[SELECTED TEXT]
-- -- --
A modular library for segmenting text into sentences and paragraphs based on character-level features.
- Character-level text segmentation
- Support for sentence and paragraph boundaries
- Character span extraction for precise text positions
- Customizable window sizes for context
- Support for abbreviations
- Highly optimized performance (up to 280,000 characters/second)
- Secure model serialization with skops
- Optional ONNX model conversion and inference
pip install charboundary
Install with additional dependencies:
# With NumPy support for faster processing
pip install charboundary[numpy]
# With ONNX support for model conversion and faster inference
pip install charboundary[onnx]
# With all optional dependencies
pip install charboundary[numpy,onnx]
CharBoundary comes with pre-trained models of different sizes:
- Small - Small footprint (5 token context window, 32 trees) - Processes ~85,000 characters/second
- Medium - Default, best performance (7 token context window, 64 trees) - Processes ~280,000 characters/second
- Large - Most accurate (9 token context window, 256 trees) - Processes ~175,000 characters/second
Package Distribution: To keep the package size reasonable:
- Included in the package: Only the small model (~1MB)
- Downloaded on demand: Medium (~2MB) and large (~6MB) models are automatically downloaded from GitHub when first used
The download happens automatically and transparently the first time you use functions like get_default_segmenter()
or get_large_segmenter()
if the models aren't already available locally.
For maximum performance, install the ONNX dependencies and use the optimized models:
# Install ONNX support
pip install charboundary[onnx]
# Use ONNX-accelerated model with recommended optimization level
from charboundary import get_large_onnx_segmenter
# Get optimized model (downloads automatically if needed)
-- -- --
[WHAT THE EXERCISE ASKS]
Rewrite the part of the CharBoundary text that starts with "For maximum performance, install" and ends with "automatically if needed)", swapping "maximum performance" for "peak speed".

[INFORMATION PROVIDED]
-- -- --
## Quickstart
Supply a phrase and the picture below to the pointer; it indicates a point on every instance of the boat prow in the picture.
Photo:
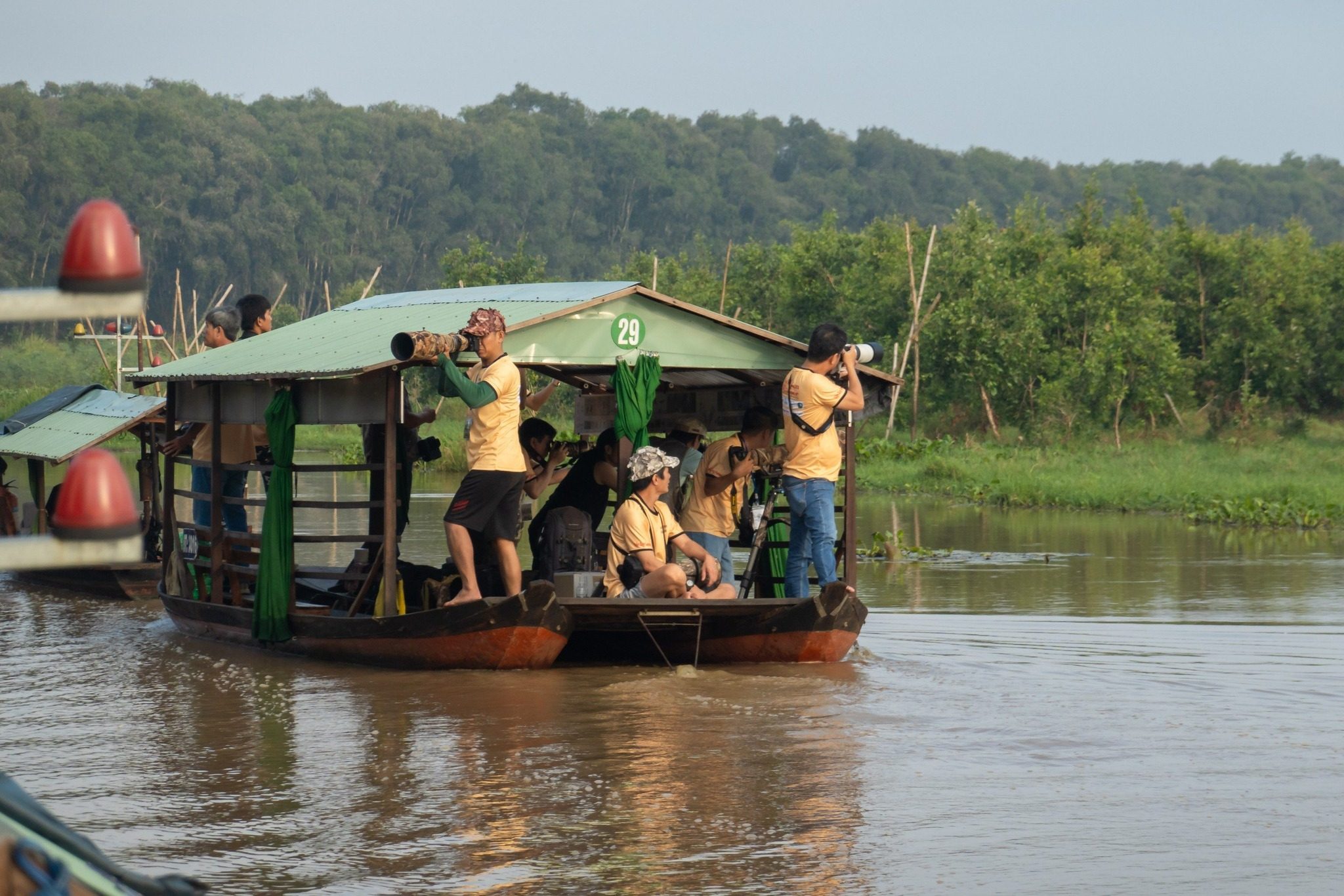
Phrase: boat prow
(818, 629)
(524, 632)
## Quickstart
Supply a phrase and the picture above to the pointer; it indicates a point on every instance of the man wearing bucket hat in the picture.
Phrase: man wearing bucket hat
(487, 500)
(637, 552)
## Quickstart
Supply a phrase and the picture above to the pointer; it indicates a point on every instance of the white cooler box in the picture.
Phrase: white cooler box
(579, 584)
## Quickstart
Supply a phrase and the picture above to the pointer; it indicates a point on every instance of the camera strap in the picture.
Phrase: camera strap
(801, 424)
-- -- --
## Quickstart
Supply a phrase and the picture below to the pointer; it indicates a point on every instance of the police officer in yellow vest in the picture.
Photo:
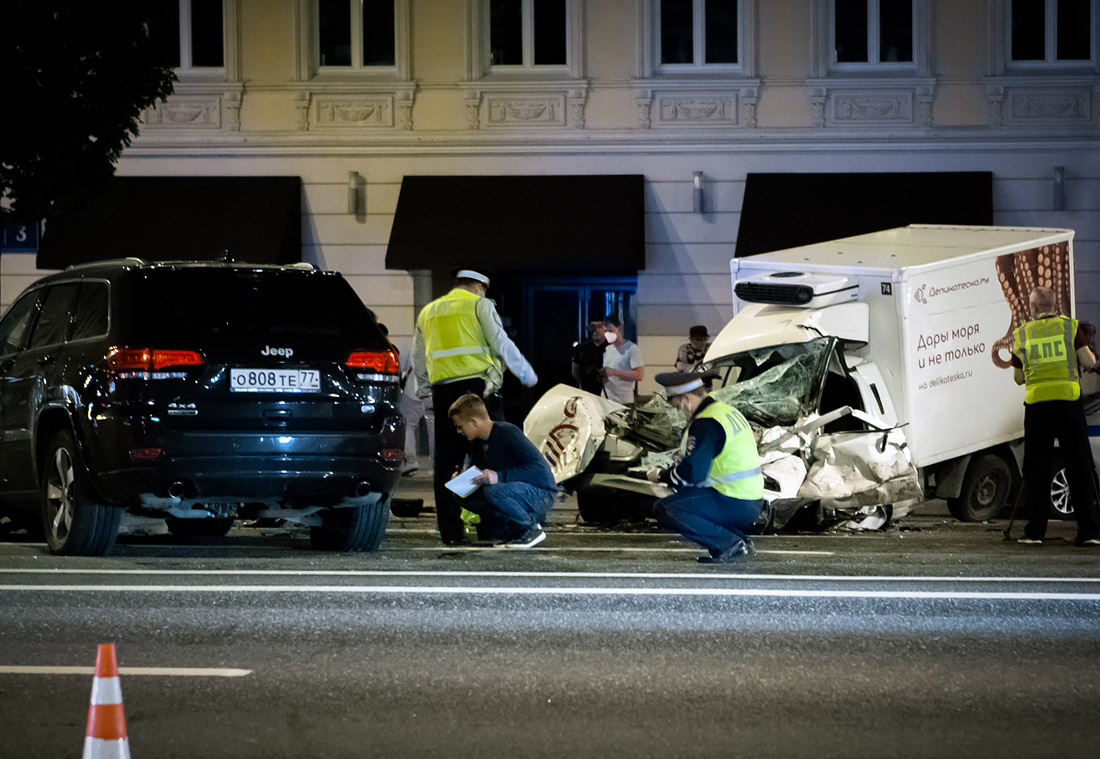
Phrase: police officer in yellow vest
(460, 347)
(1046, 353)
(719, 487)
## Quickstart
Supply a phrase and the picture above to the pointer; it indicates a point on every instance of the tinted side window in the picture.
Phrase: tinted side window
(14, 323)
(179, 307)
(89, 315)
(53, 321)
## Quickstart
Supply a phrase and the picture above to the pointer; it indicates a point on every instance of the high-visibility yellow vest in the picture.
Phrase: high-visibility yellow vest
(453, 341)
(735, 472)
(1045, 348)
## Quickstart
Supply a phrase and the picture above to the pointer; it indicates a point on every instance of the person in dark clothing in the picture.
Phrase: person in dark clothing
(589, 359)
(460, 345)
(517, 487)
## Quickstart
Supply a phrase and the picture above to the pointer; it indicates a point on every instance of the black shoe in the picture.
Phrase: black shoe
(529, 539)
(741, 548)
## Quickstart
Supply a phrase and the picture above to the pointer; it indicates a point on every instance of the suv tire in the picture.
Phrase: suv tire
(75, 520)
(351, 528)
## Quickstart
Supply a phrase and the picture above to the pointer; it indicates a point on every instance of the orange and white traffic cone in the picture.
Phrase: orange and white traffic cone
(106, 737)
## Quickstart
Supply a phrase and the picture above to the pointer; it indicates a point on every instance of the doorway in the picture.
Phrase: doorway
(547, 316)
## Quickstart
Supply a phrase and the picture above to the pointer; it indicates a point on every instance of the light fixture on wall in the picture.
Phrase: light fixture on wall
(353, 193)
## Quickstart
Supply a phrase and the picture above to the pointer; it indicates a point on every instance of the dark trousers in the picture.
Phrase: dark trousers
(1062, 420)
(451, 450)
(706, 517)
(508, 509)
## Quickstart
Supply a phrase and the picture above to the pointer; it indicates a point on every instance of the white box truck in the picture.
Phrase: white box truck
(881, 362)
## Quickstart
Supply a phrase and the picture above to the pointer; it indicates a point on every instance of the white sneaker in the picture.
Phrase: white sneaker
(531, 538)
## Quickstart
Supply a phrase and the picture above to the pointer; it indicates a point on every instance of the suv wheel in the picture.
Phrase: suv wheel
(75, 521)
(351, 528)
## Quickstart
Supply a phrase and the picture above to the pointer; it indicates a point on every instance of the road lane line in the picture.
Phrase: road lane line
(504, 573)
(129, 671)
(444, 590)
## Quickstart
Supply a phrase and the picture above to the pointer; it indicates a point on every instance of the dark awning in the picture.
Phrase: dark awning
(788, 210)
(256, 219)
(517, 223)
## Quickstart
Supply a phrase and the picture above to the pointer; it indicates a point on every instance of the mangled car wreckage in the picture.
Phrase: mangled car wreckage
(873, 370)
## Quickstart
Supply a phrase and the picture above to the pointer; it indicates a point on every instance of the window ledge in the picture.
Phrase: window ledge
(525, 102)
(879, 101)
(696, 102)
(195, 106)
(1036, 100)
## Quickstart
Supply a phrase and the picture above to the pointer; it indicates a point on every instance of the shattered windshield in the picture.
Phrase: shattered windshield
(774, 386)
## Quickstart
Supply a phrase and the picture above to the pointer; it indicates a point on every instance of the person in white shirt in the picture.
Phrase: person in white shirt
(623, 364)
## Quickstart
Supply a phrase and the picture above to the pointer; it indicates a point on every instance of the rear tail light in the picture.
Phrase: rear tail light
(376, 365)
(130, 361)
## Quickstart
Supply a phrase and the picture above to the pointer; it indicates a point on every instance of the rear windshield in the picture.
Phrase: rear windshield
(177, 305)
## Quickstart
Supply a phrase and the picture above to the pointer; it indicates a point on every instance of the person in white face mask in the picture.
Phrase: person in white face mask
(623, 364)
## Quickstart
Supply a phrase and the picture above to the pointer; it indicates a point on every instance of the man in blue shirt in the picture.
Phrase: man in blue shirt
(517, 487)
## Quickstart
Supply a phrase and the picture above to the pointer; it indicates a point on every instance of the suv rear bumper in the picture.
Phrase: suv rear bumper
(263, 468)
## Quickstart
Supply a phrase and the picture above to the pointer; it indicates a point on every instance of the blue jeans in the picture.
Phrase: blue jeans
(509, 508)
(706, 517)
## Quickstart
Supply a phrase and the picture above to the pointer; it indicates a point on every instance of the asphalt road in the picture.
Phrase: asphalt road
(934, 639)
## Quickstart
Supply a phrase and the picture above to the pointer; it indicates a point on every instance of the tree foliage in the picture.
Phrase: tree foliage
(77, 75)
-- -- --
[FINAL RESULT]
For peak speed, install the ONNX dependencies and use the optimized models:
# Install ONNX support
pip install charboundary[onnx]
# Use ONNX-accelerated model with recommended optimization level
from charboundary import get_large_onnx_segmenter
# Get optimized model (downloads automatically if needed)